Meeting the Challenge of Moving
On and Moving In
Tips to Make a Move Go Smoother Whether Moving
Five Hundred Miles or Just Five Minutes Away!
Life has been shaken up and down and all around for
our family this summer. Change? We’ve been experiencing a tornado of
change since May 22nd. Thanks to faithful friends and the power of
faith, we’ve had a remarkable experience. This month’s newsletter
focuses more on the personal with its tips for making a move.
Learning what I have about the frequency of moves, I thought these
ideas could be valuable to each of you. However, this is an issue
that includes information that references faith based beliefs (my
life’s reality).
In April, Maytag Corporation was purchased by Whirlpool Corporation
so my husband’s job status changed (that would mean he no longer had
one with Maytag!) My son donned a cap and gown and said adieu to
high school (that would mean we have a child leaving for college for
more learning—I don’t really know why; apparently, eighteen year
olds already know everything). My daughter said goodbye to friends
and mentors in Newton, Iowa in order to say hello to...

### Prompt A:
Reproduce the moving newsletter passage beginning at the words "Meeting the Challenge" and stopping after "life’s reality).", swapping "tornado" for "whirlwind".
### Prompt B:
In the moving newsletter, which company purchased Maytag Corporation in April?

### Data records:

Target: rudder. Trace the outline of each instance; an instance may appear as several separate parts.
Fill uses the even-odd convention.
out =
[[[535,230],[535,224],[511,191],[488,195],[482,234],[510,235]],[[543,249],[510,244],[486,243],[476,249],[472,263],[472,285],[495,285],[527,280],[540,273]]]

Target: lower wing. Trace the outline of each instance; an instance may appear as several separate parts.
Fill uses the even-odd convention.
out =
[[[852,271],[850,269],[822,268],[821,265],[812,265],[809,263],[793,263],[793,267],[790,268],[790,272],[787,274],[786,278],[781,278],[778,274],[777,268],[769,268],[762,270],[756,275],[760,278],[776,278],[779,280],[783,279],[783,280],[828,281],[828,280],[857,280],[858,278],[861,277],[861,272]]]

### Exercise result A:
Meeting the Challenge of Moving
On and Moving In
Tips to Make a Move Go Smoother Whether Moving
Five Hundred Miles or Just Five Minutes Away!
Life has been shaken up and down and all around for
our family this summer. Change? We’ve been experiencing a whirlwind of
change since May 22nd. Thanks to faithful friends and the power of
faith, we’ve had a remarkable experience. This month’s newsletter
focuses more on the personal with its tips for making a move.
Learning what I have about the frequency of moves, I thought these
ideas could be valuable to each of you. However, this is an issue
that includes information that references faith based beliefs (my
life’s reality).

### Exercise result B:
Whirlpool Corporation